§ Extract to read:

>>

Group identities and inverses

A set is a set. A magma is a set with a binary operator. A semigroup is a magma with an associative binary operator. A monoid has a two-sided identity. And a group has two-sided inverses.

I am wondering about one-sided verses two-sided. Under what conditions is an identity element necessarily two-sided? Under what conditions is an inverse necessarily two-sided? And what are the simplest proofs for these?

Theorems I have so far:

A magma may have multiple distinct left-identities or multiple distinct right-identities, but can never have a distinct left and right identity. [1: $\forall x. lx=x$. 2: $\forall x. xr=x$. 1 implies that $lr=r$ while 2 implies that $lr=l$. So either $l=r$ or at least one of 1 or 2 is false.]
Associativity plus the existence of a two-sided inverse is enough to imply that any inverse is two-sided. [If $y$ is the left-inverse of $x$ then $xyx = x(yx)=xi=x$. By associativity, $xyx=(xy)x=x$, which implies that $xy=i$. In other words, $y$ is also the right-inverse of $x$.]

I have a feeling that an associative magma cannot have one-sided identities - but I cannot prove this.

Solution 1:

The classic result in this area is that if $G$ is a semigroup with a left identity $e$ and such that every element has a left inverse with respect to $e$, then $G$ is a group. There are proofs of this all over the place, in section 1.1 of Hungerford's Algebra for example. Of course the same holds with "left" replaced with "right" throughout.

Proof: For any $g$ in $G$, we have $(gg^{-1})(gg^{-1})=g(g^{-1}g)g^{-1}=geg^{-1}=gg^{-1}$ Multiplying both sides on the left by $(gg^{-1})^{-1}$, we have $egg^{-1}=e$ and hence $gg^{-1}=e$. Thus $g^{-1}$ is in fact a two-sided inverse of $g$ (with respect to the identity $e$). Furthermore, $ge=g(g^{-1}g)=(gg^{-1})g=eg=g$, and hence $e$ is a two-sided identity.

<<

§ Aim 1: Gather every line of the rows below that contains the word "monkey".

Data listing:

>>

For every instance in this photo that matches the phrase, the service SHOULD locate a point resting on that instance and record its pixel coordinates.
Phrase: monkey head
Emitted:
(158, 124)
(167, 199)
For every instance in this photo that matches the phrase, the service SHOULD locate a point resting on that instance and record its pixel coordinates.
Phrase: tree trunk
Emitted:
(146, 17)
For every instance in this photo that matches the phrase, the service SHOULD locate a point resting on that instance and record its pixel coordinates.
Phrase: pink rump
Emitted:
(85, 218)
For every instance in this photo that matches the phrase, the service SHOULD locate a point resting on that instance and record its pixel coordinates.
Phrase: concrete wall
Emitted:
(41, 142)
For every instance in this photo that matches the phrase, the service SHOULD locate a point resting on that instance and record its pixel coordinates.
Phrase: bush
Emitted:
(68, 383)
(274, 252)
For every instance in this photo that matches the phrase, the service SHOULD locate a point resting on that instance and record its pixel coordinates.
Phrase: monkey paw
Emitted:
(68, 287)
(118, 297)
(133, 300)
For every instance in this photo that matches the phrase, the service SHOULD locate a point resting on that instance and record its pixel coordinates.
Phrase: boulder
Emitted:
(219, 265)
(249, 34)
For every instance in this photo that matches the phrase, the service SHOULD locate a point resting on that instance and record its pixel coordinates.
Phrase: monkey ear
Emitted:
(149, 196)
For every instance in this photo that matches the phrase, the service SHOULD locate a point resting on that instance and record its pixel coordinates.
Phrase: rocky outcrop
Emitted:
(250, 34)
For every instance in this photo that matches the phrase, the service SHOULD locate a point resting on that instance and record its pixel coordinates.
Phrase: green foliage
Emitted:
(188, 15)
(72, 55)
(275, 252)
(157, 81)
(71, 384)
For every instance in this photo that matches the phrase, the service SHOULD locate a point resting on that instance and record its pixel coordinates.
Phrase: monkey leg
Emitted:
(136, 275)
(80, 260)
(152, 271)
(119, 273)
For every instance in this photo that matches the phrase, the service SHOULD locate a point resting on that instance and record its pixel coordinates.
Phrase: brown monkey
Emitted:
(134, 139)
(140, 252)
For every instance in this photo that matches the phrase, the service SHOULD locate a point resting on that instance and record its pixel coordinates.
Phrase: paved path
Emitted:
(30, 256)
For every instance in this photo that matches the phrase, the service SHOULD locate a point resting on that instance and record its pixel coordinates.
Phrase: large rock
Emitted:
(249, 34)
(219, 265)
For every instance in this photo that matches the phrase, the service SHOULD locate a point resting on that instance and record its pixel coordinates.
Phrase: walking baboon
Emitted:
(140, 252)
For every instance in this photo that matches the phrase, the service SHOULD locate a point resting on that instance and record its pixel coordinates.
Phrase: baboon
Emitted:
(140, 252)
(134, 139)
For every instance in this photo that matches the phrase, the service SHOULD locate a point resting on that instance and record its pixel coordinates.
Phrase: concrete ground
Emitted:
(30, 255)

<<

§ Aim 2: Retype the passage of the thread on group identities and inverses from "Proof: For any" to "is a two-sided identity.", keeping every word and symbol unchanged.

§ Answer 1:
Phrase: monkey head
Phrase: monkey paw
Phrase: monkey ear
Phrase: monkey leg
Phrase: brown monkey

§ Answer 2:
Proof: For any $g$ in $G$, we have $(gg^{-1})(gg^{-1})=g(g^{-1}g)g^{-1}=geg^{-1}=gg^{-1}$ Multiplying both sides on the left by $(gg^{-1})^{-1}$, we have $egg^{-1}=e$ and hence $gg^{-1}=e$. Thus $g^{-1}$ is in fact a two-sided inverse of $g$ (with respect to the identity $e$). Furthermore, $ge=g(g^{-1}g)=(gg^{-1})g=eg=g$, and hence $e$ is a two-sided identity.